* Description of the task
Only the lines below from the one containing "Would you be able to point out the conifer" to the one containing "Target: khaki vest" should be repeated, both included and unchanged.

* Records supplied
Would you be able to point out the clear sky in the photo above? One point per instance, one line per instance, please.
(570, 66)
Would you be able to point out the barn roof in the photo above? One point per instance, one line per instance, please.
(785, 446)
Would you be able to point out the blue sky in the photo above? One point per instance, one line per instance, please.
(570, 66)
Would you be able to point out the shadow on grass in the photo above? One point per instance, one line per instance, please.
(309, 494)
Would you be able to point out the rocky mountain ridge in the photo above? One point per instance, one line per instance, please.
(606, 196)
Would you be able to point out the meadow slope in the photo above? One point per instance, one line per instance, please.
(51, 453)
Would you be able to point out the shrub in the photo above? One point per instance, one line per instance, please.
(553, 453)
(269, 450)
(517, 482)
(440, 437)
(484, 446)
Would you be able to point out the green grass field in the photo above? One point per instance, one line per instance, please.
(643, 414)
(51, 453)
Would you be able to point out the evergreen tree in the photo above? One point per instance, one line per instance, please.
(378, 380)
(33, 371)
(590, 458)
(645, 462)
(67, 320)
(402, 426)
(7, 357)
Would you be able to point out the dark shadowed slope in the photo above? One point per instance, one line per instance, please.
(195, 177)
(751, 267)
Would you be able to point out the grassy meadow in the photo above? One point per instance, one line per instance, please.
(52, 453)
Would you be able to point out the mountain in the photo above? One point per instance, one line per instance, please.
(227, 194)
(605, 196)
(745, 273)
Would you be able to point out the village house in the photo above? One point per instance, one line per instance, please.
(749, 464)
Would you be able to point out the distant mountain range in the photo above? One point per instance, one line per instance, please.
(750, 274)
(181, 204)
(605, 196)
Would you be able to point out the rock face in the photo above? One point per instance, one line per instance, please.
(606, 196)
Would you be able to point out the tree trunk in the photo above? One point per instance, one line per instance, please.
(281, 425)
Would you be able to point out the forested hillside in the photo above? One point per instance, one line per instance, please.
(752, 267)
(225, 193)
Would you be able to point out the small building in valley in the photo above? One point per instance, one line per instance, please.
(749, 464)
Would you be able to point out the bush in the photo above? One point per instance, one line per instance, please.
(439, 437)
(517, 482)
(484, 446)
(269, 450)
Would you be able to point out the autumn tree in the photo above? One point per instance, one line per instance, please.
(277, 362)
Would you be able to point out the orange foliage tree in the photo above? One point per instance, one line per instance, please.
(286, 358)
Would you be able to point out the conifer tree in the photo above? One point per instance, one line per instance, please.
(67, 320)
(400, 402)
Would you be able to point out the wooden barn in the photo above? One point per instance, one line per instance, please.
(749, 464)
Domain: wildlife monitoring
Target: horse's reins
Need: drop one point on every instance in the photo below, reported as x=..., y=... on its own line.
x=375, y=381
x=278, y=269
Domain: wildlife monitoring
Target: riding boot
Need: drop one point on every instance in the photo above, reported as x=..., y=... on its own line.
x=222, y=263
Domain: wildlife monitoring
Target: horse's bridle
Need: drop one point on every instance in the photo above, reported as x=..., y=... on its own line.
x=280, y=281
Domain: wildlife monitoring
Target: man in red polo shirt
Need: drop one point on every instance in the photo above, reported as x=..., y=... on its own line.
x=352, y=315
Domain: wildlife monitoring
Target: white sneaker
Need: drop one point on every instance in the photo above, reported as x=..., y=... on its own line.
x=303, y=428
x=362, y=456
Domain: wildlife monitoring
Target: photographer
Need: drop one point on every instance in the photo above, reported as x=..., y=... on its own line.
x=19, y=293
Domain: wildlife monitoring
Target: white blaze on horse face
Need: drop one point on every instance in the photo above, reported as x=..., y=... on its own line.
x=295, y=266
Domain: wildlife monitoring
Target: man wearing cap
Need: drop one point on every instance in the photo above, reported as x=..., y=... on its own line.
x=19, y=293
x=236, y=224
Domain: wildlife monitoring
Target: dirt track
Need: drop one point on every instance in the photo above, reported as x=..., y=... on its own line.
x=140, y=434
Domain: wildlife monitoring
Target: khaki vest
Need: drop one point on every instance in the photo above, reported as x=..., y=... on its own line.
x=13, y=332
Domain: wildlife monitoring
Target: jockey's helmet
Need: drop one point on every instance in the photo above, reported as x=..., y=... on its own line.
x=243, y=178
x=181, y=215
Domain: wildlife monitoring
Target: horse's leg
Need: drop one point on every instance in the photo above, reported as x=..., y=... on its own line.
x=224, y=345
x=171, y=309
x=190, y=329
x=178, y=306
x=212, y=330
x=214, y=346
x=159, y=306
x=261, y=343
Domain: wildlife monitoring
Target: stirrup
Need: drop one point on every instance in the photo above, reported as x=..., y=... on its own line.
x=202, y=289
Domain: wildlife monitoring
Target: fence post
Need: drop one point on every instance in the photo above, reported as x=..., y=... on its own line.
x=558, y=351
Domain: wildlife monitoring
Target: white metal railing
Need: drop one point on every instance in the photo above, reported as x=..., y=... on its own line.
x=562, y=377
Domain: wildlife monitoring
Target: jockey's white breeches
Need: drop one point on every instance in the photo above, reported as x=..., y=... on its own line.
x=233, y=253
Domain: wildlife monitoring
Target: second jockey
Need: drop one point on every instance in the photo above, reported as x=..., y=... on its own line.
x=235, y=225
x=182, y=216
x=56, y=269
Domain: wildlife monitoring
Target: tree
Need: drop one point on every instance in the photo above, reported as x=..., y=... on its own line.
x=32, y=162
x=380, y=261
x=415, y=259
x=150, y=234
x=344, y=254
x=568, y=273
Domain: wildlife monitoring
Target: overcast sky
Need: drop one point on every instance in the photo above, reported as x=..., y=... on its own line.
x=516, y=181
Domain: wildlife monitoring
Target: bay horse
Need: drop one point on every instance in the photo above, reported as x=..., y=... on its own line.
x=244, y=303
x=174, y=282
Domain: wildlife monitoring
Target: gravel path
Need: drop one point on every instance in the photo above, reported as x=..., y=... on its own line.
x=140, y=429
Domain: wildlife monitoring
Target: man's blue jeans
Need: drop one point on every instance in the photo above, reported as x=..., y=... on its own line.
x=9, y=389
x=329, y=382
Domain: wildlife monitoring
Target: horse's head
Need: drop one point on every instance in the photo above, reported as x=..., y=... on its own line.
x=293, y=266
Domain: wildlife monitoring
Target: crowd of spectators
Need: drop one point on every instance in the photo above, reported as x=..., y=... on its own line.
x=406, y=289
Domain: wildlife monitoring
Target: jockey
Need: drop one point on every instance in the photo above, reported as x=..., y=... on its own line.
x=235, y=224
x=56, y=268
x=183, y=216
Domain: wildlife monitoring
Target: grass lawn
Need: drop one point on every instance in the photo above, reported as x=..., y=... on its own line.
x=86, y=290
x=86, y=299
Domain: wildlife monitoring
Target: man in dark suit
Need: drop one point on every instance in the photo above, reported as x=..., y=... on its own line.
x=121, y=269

---

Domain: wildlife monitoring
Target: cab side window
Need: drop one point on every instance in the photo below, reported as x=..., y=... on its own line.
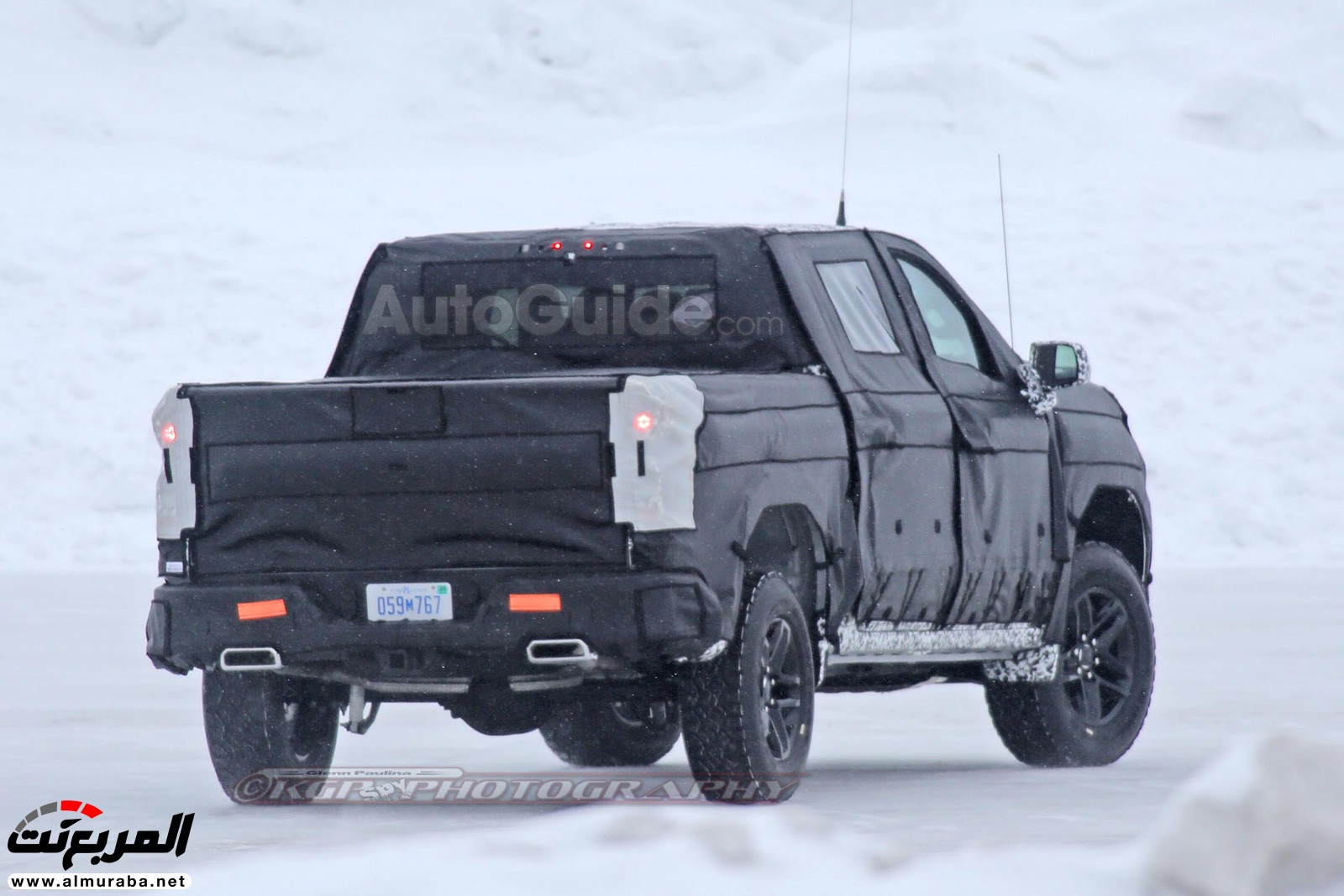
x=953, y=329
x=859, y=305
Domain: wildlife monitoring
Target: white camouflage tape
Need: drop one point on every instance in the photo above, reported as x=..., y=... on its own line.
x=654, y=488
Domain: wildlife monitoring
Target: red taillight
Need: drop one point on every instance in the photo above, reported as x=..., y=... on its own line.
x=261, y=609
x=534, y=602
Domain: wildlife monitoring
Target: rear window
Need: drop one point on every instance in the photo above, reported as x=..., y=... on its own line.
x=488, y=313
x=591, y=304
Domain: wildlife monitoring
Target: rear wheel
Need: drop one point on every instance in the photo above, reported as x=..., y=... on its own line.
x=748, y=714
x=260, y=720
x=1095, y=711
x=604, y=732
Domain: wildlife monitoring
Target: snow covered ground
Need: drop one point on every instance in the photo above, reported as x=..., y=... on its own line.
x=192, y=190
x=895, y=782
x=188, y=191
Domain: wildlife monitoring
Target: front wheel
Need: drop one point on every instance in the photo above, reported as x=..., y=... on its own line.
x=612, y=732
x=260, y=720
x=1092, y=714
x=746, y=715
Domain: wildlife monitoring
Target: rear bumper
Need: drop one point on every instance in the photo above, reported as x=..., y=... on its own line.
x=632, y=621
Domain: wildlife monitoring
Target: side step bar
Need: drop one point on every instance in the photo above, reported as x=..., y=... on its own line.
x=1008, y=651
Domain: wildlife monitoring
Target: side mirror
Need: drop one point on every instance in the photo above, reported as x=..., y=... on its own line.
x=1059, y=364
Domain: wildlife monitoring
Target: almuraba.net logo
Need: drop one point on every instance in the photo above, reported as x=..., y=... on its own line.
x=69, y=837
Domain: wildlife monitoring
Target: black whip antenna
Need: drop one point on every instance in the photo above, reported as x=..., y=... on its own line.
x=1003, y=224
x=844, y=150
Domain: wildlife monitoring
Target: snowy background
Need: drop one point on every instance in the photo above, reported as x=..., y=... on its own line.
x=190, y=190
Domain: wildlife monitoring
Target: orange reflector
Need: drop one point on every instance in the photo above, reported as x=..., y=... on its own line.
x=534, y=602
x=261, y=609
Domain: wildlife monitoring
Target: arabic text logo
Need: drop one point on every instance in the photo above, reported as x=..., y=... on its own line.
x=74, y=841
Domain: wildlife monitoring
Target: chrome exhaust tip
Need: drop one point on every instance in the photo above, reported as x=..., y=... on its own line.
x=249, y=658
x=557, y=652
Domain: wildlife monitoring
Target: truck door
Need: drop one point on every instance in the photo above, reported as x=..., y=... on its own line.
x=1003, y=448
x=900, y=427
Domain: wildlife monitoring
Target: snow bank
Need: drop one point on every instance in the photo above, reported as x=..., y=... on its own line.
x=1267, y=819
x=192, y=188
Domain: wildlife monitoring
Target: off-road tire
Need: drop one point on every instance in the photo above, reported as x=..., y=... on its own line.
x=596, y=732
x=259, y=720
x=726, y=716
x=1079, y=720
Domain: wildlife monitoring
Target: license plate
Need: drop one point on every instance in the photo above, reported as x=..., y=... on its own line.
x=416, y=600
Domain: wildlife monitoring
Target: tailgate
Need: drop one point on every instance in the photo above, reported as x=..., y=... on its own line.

* Reply to the exercise
Would you be able to point out the conifer tree in the photo above? One point per instance, one line per instance, please.
(67, 320)
(400, 402)
Would you be able to point out the wooden barn in the photo above? One point per instance, one line per instance, please.
(749, 464)
Domain: wildlife monitoring
Target: horse's reins
Need: drop one point on every instance in the photo below, reported as x=..., y=... on its own line.
x=375, y=381
x=278, y=269
Domain: wildlife monitoring
Target: riding boot
Need: drop one point on every instance in the photo above, reported as x=..., y=... on its own line.
x=222, y=263
Domain: wildlife monitoring
Target: horse's bridle
Need: drop one point on every instance in the photo above, reported as x=..., y=... on its own line.
x=280, y=281
Domain: wildlife monitoring
Target: man in red polo shirt
Need: drop one point on every instance in the photo above, reported as x=..., y=... on its own line.
x=352, y=315
Domain: wildlife monitoring
Target: white sneaker
Need: drop one point on every instance in the photo above, reported as x=..., y=... on its own line.
x=303, y=428
x=362, y=456
Domain: wildlife monitoring
Target: photographer
Need: drop one point on every instance in the photo above, reported as x=..., y=... on its own line.
x=19, y=293
Domain: wildlife monitoring
Target: white blaze on horse face
Need: drop one point on every instance in the photo above, reported as x=..., y=... on its own line.
x=295, y=266
Domain: wildlife monitoring
Target: man wearing cap
Need: drop one point on every instance in the photo above, reported as x=..., y=... on its own line.
x=19, y=293
x=236, y=224
Domain: wildlife monitoring
Target: dirt track
Need: drop one point on every instance in the photo above, reported as x=..., y=... on its own line.
x=140, y=434
Domain: wildlife monitoring
Target: khaki vest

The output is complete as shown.